### Prompt:
Extract every line of the data below verbatim, leaving out the pictures.

### Supplied entries:
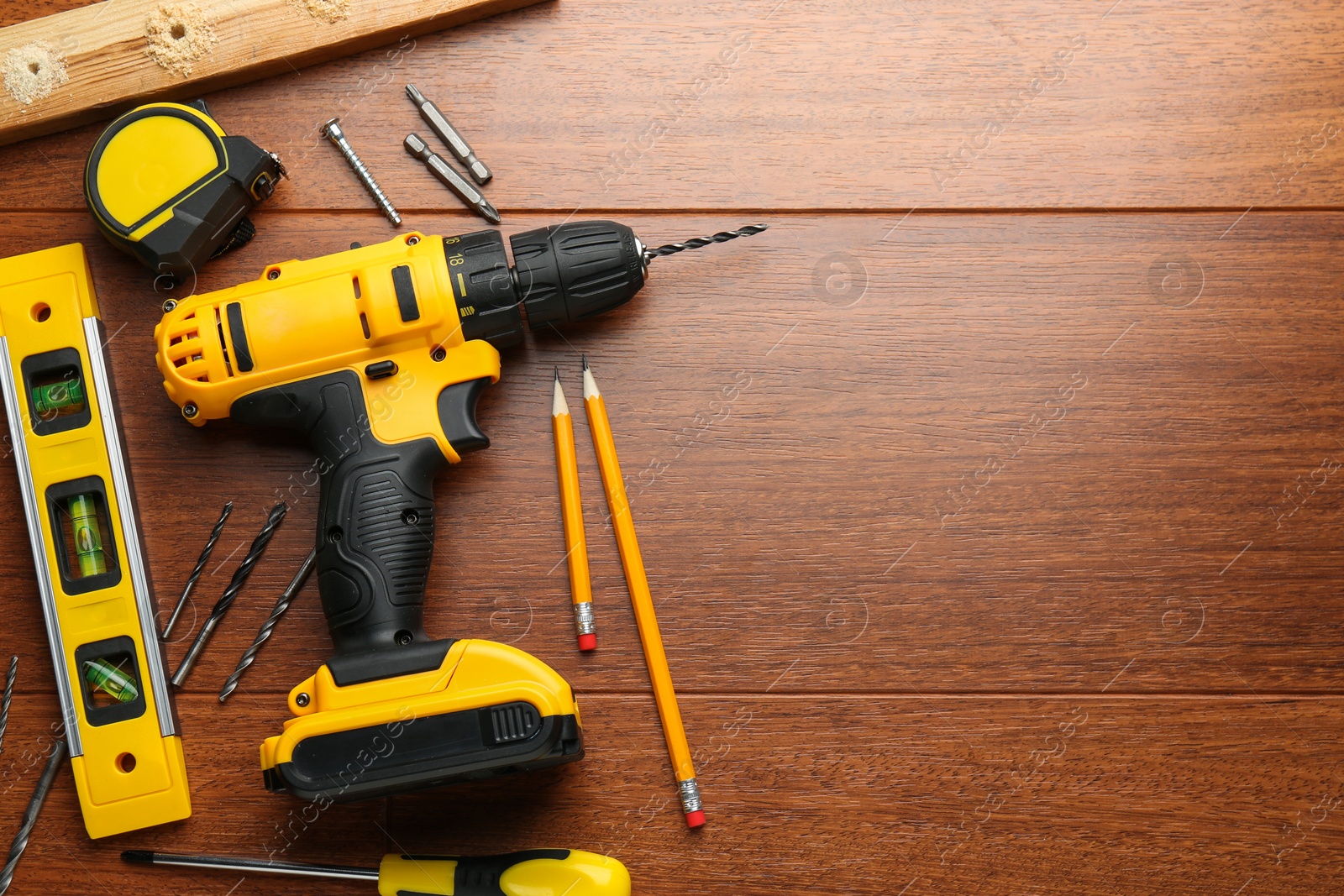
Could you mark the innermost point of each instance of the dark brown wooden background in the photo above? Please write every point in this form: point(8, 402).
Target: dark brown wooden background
point(991, 499)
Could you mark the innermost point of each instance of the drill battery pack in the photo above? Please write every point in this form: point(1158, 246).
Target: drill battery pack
point(96, 594)
point(486, 711)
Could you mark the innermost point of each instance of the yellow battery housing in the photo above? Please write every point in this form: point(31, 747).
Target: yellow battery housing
point(80, 506)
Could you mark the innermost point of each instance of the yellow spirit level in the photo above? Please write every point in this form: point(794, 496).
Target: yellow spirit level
point(96, 594)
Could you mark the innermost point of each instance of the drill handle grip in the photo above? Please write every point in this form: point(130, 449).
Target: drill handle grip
point(375, 515)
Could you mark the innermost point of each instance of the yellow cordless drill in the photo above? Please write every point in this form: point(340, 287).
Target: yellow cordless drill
point(378, 355)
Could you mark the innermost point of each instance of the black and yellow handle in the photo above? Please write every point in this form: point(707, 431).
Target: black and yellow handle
point(533, 872)
point(375, 533)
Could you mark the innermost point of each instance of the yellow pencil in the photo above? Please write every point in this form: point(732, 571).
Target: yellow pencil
point(638, 584)
point(575, 546)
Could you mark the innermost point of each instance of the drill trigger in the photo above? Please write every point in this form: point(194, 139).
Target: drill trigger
point(457, 416)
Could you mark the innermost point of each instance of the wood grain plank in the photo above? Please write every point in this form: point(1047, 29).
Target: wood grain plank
point(107, 58)
point(1014, 461)
point(819, 105)
point(830, 794)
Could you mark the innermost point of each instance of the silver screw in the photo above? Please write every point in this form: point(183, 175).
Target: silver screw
point(338, 137)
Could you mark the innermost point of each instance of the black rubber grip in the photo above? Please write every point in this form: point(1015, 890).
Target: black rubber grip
point(375, 513)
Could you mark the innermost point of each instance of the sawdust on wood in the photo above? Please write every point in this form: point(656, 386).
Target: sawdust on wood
point(328, 11)
point(33, 71)
point(179, 34)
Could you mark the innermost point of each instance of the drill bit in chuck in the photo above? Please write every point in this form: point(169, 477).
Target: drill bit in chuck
point(450, 179)
point(30, 815)
point(269, 625)
point(226, 600)
point(649, 254)
point(448, 134)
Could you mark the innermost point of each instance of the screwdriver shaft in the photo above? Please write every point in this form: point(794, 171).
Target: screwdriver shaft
point(226, 862)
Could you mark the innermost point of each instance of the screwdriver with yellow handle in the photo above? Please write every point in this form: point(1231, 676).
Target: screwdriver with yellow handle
point(531, 872)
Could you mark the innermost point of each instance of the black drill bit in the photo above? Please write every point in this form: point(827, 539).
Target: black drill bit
point(30, 815)
point(281, 606)
point(8, 696)
point(671, 249)
point(195, 574)
point(226, 600)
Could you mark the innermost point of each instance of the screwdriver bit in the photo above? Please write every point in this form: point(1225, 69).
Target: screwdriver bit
point(448, 134)
point(441, 170)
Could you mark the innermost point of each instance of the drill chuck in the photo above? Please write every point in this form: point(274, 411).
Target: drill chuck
point(561, 275)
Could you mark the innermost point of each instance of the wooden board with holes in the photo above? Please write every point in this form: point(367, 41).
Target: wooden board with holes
point(87, 63)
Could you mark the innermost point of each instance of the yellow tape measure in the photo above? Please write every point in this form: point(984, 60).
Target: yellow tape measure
point(168, 186)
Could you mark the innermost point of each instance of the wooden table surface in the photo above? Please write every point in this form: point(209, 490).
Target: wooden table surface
point(991, 499)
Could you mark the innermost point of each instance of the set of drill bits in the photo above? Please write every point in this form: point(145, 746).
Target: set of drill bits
point(226, 600)
point(416, 145)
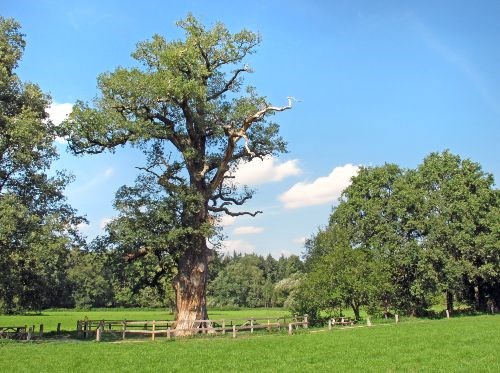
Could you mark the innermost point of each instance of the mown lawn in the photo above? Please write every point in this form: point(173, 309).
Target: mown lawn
point(68, 318)
point(462, 344)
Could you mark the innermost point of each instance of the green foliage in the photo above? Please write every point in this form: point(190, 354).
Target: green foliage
point(252, 281)
point(399, 237)
point(186, 106)
point(37, 227)
point(439, 345)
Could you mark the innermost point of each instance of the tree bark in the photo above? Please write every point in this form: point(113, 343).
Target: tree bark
point(449, 301)
point(355, 308)
point(190, 288)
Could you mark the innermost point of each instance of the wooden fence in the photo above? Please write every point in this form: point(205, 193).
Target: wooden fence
point(154, 328)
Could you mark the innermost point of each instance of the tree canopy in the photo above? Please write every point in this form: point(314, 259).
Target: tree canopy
point(187, 107)
point(398, 238)
point(37, 226)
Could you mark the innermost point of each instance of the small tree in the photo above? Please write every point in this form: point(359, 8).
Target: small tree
point(36, 225)
point(182, 108)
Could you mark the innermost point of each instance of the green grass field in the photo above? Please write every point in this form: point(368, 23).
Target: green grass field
point(68, 318)
point(462, 344)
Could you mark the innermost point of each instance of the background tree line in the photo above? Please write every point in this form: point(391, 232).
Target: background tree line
point(400, 240)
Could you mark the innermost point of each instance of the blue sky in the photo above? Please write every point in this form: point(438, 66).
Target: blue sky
point(379, 81)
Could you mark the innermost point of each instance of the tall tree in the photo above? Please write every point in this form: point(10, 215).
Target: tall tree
point(182, 107)
point(36, 225)
point(458, 207)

### Response:
Could you mark the innermost point of each instance of the dark brown wooden background in the photo above? Please write every point in this form: point(8, 402).
Target: dark brown wooden background
point(991, 499)
Could you mark the innermost point of each instance of the drill battery pack in the photo above? Please write every point in this form: point(1158, 246).
Target: drill battery pack
point(96, 594)
point(486, 711)
Could you mark the innermost point of each instance of the yellow battery housing in the photo above? Please write every point in this form: point(31, 747).
Target: yellow battery housing
point(80, 506)
Could you mark the innermost point of each instance of the yellow spirit level in the photo above? Please write every point in this form: point(794, 496).
Target: yellow spirit level
point(96, 594)
Could you mark the innermost point of each instance of the drill handle grip in the photo above? Please write every point in this form: point(130, 449).
Target: drill handle grip
point(375, 515)
Could you mark the innermost point of each instance of the yellow cordless drill in the photo above? Please write every point in this form: point(340, 287).
Target: yellow cordless drill
point(378, 355)
Could you mark the innermost point of each instance of the black and yellow handle in the photo above? Please write every point in this form: point(707, 431).
Target: black and yellow handle
point(533, 872)
point(375, 533)
Could you mark the innermost point of each instance of the yellow pencil in the photo above? Please write every point in this form: point(732, 571).
Target: yellow pencil
point(638, 584)
point(575, 546)
Could you mark the innermost point of each instance of the drill trigger in the photo above? Please write every point in this form: point(194, 139).
Target: drill trigger
point(457, 416)
Could you mark the innermost point of each instance of the wood grain plank in the photo above? Please write every point in this form: point(1047, 29).
Target: wood grain plank
point(107, 58)
point(1014, 461)
point(819, 105)
point(830, 794)
Could you mark the innermost point of each instance of the silver screw in the photo above? Please write every point in this form: point(183, 175).
Target: silver screw
point(338, 137)
Could you mark the innermost point of each instance of the black rubber grip in the photo above? Please write every point in this form: point(1015, 890).
Target: black rubber grip
point(375, 513)
Could you mark the innermost point of each instance of the sawdust on wood in the photo above? Please write every point in this form: point(656, 386).
Target: sawdust on wood
point(328, 11)
point(33, 71)
point(179, 34)
Could you mark the innermost point of each instance of the drill bit in chuck in the photo above? Please write every point in this form: point(169, 477).
Target: drill bit in chuck
point(450, 179)
point(30, 815)
point(269, 625)
point(226, 600)
point(649, 254)
point(448, 134)
Could you mark the innermost point of each instance of the screwdriver shaft in the photo above? Please write every point in this form: point(794, 171).
Target: screwdriver shaft
point(226, 862)
Could you mark the innermost point of each instance of the screwdriver with yellow handle in the photo above? Please write every point in this form: point(1231, 676).
Target: screwdriver with yellow handle
point(531, 872)
Could you mark the innermost point of each instance of the black drill bit in the photo above? Please write every point in this form: point(827, 539).
Target: black drill bit
point(30, 815)
point(281, 606)
point(8, 696)
point(671, 249)
point(195, 574)
point(226, 600)
Could you mark the innermost point of each instance of the screwdriver bit in the photo above? Please write every point in this form: point(1225, 69).
Target: screwdriver bit
point(448, 134)
point(441, 170)
Could you mark the innermost point of each instance of the drill chuck in the photo above? Please write every point in this form: point(274, 411).
Target: drill chuck
point(561, 275)
Could you mark the innermost point of each instance of the wooden board with holes in the photo above? Please write every point in this form: point(367, 41).
Target: wooden board with holes
point(87, 63)
Could you mark the innermost point of each instance of the yellow tape measure in the photo above? Please write every point in this form: point(984, 60).
Target: yellow tape measure
point(168, 186)
Could you mark the innermost point of each instance of the wooden table surface in the photo above? Please write every point in this form: point(209, 490).
Target: wooden table surface
point(991, 499)
Could you mark the innermost point of each instance of the set of drill bits in the photo above? Please write every point in this form: point(145, 746).
Target: set of drill bits
point(226, 600)
point(416, 145)
Could you mark the innermost point of each instance of the mown lawn in the photo above? Please write every point in this form: point(173, 309).
Target: mown lawn
point(68, 318)
point(462, 344)
Could you mark the innermost point of each instance of the green foliage in the photo above? Please write every point in this form: point(190, 354).
Target: green foliage
point(252, 281)
point(399, 237)
point(186, 106)
point(37, 227)
point(439, 345)
Could you mark the innermost point of each instance of the tree bark in the photo above? Please write every point in this form: point(113, 343).
Target: tree bark
point(449, 301)
point(355, 308)
point(190, 288)
Could you mark the innermost point of each instance of the wooden fence in the photo above? Please write every point in this form: point(205, 193).
Target: wooden fence
point(154, 328)
Could you mark the innermost point of each instance of the tree canopy in the photo above? Please write every point in this form: point(314, 259).
Target: tree canopy
point(187, 107)
point(398, 238)
point(37, 226)
Could you mark the innermost point of each instance of the small tree in the photo above? Please write every point in this form: point(359, 8).
Target: small tree
point(36, 225)
point(182, 108)
Could you mark the innermost point of each instance of the green grass field in the photo above? Please write every point in this form: point(368, 23).
Target: green grass field
point(68, 318)
point(462, 344)
Could you mark the innermost point of each instance of the background tree line in the photo above? Please write every point in this form: point(391, 232).
Target: background tree line
point(400, 240)
Could you mark the innermost point of each instance of the blue sky in the photo above? Please write every point in this form: point(438, 66).
Target: blue sky
point(379, 81)
Could you mark the innermost point of each instance of the tall tree in the photo above? Please write every point in this form: point(10, 215).
Target: tall tree
point(182, 107)
point(36, 225)
point(458, 207)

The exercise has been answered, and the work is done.